(Problem requirements) Count how many lines below contain the string "lamp". Reply with the number alone.

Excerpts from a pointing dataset
# # #

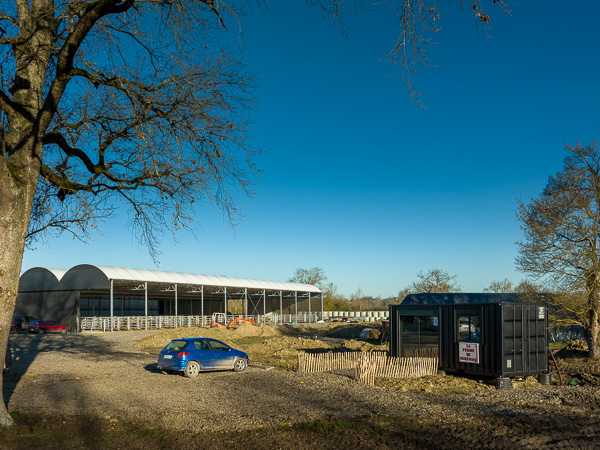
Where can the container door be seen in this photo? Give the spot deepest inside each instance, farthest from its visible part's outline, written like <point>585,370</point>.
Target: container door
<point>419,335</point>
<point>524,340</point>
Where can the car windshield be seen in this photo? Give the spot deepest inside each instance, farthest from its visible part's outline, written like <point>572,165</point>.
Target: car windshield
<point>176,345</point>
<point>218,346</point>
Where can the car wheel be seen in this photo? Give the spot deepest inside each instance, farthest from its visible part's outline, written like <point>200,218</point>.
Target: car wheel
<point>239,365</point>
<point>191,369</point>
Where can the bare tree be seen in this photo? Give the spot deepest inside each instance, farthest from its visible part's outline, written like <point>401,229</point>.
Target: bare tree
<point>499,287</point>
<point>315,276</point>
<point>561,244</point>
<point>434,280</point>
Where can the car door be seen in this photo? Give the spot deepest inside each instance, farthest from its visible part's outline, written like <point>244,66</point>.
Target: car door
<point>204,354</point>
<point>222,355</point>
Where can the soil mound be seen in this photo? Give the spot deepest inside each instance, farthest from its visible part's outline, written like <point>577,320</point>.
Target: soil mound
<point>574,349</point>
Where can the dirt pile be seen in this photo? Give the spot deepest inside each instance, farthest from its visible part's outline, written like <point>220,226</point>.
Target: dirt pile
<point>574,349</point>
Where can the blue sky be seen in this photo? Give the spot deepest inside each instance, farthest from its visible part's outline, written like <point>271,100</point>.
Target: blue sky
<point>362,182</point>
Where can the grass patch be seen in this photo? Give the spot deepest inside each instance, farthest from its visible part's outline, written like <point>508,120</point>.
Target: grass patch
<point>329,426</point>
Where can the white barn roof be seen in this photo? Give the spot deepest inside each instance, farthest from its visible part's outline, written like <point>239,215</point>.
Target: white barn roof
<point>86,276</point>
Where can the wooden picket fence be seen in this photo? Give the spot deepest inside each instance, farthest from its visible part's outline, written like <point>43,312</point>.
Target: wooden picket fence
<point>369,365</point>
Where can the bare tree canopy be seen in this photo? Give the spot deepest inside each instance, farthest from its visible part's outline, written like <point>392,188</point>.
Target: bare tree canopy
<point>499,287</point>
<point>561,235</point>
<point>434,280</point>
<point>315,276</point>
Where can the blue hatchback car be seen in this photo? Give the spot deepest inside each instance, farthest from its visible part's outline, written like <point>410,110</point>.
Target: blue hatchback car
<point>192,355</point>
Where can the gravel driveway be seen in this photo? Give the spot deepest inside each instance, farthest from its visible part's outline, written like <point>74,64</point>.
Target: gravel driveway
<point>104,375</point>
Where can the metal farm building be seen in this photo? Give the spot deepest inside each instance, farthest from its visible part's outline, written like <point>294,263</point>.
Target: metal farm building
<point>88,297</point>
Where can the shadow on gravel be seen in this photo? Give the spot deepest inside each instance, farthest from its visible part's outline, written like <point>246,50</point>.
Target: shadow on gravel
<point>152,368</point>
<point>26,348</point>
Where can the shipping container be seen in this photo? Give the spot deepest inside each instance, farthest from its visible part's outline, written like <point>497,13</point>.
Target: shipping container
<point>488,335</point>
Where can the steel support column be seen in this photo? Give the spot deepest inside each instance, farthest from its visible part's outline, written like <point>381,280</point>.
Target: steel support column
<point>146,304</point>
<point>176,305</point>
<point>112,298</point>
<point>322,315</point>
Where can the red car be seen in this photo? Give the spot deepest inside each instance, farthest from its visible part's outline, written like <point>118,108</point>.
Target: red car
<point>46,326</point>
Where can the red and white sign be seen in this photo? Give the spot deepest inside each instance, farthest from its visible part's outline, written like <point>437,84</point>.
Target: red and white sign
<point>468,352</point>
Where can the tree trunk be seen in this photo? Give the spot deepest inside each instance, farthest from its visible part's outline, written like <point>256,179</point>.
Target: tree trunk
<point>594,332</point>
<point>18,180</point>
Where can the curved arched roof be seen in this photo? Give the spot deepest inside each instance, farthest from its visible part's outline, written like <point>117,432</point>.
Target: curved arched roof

# # #

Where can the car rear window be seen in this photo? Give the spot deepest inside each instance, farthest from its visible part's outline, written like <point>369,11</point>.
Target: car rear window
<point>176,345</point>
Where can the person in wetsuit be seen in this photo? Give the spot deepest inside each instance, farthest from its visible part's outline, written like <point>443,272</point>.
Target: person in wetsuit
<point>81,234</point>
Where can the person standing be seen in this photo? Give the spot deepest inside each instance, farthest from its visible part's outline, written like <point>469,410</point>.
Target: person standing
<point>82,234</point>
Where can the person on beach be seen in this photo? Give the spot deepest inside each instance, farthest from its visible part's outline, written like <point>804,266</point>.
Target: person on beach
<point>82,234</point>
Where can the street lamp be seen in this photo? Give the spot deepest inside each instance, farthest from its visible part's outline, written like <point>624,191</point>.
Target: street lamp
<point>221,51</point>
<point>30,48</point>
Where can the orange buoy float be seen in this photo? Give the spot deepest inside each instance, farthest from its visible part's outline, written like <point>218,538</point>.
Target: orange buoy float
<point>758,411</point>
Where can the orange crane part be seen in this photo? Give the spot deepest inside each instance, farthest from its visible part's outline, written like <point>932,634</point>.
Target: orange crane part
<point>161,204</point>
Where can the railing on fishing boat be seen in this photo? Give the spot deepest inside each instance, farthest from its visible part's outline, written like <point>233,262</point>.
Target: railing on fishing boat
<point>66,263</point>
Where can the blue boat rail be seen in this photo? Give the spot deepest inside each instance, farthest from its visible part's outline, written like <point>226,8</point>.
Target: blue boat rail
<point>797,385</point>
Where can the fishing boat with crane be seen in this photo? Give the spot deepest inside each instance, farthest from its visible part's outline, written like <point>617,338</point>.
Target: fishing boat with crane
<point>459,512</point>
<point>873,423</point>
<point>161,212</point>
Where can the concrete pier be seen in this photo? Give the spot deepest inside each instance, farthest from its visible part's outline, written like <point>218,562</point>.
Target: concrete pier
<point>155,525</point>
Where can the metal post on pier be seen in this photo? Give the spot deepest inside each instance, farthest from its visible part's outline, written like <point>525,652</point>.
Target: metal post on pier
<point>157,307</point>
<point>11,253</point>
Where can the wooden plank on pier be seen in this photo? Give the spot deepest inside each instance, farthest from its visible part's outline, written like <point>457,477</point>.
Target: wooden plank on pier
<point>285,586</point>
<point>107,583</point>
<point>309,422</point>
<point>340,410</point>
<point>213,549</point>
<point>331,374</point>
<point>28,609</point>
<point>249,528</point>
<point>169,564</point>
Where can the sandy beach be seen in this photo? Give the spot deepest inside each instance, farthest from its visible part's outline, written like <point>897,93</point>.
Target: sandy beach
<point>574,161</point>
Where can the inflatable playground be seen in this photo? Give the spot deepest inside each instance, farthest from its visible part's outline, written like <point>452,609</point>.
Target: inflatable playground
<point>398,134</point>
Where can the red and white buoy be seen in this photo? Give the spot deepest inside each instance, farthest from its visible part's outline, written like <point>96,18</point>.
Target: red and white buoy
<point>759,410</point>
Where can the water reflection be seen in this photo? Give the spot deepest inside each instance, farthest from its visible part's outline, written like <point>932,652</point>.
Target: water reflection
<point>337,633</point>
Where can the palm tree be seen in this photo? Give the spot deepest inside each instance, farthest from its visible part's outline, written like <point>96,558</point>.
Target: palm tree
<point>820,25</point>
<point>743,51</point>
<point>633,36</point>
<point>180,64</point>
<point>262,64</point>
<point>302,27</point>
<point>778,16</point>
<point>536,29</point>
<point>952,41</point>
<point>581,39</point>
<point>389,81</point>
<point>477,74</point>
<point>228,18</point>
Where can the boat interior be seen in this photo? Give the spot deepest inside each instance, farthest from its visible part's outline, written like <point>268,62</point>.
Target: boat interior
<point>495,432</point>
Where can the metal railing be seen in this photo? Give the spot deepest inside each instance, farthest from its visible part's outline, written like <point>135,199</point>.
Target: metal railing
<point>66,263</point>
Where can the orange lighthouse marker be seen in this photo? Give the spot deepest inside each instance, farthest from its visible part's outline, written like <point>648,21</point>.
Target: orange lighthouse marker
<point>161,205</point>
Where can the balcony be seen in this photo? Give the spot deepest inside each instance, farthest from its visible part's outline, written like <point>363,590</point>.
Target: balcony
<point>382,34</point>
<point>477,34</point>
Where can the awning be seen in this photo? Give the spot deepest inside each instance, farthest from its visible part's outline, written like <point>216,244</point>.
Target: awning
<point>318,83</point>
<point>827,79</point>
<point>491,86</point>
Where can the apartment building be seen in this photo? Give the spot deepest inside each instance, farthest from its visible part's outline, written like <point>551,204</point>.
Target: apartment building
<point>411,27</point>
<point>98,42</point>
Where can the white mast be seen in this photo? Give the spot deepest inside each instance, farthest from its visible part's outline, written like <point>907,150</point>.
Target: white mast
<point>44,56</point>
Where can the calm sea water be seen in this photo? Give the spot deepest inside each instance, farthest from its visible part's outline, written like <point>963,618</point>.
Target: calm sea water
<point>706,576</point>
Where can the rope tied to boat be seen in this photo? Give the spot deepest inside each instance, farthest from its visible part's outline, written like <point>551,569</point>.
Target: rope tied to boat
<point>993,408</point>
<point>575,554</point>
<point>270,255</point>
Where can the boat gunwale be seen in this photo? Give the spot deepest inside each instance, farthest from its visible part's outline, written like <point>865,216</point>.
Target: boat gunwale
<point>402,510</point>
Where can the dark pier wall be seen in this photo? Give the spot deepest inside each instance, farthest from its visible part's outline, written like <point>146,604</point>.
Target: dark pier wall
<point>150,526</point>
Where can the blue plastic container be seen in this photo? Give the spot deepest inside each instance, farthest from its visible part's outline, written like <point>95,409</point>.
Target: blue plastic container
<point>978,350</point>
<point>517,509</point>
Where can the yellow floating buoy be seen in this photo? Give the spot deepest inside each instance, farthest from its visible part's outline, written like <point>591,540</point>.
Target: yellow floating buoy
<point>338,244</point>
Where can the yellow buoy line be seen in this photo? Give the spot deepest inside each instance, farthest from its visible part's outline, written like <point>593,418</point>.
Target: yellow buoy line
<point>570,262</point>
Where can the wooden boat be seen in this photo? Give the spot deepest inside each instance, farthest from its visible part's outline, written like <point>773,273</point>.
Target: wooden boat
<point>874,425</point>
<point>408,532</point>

# # #

(Written solution) 2